Exercise =
Copy all of the following material line for line, keeping every character unchanged.

Labeled point records =
--------------------------------------------------

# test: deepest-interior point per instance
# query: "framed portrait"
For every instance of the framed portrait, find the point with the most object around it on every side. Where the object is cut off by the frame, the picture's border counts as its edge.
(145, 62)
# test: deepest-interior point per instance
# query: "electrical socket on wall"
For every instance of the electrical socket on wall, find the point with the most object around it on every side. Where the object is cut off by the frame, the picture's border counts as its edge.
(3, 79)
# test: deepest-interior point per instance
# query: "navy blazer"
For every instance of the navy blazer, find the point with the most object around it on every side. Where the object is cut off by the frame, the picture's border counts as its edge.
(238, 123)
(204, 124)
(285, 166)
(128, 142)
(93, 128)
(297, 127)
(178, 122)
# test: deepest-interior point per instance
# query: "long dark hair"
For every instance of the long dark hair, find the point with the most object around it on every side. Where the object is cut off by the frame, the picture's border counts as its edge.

--------------------------------------------------

Problem solution =
# test: deepest-interior point per instance
# query: "framed portrait"
For every instance of the framed portrait, find the point with the most object around it on every side. Where the object is cut off by the frame, the picture's border counts as its edge.
(145, 62)
# test: deepest-interior point per instance
# query: "electrical socket on wall"
For every instance of the electrical socket on wall, find the point with the most object around it on every side. Where the object is cut off by the frame, the picture's border counts as its edge.
(3, 79)
# test: deepest-interior point per instance
# query: "navy blazer"
For every instance of the navy blazer, find the point with the most object around it on every side. Where the object is cut off by the frame, the picture's border counts as its edge.
(238, 123)
(204, 124)
(285, 166)
(128, 142)
(93, 128)
(297, 127)
(178, 122)
# test: deepest-interior point per instance
# query: "long dark hair"
For every instance of the long dark hair, find the point with the most object around it on every side. Where the object is cut off by the frame, the picture's border counts as its edge.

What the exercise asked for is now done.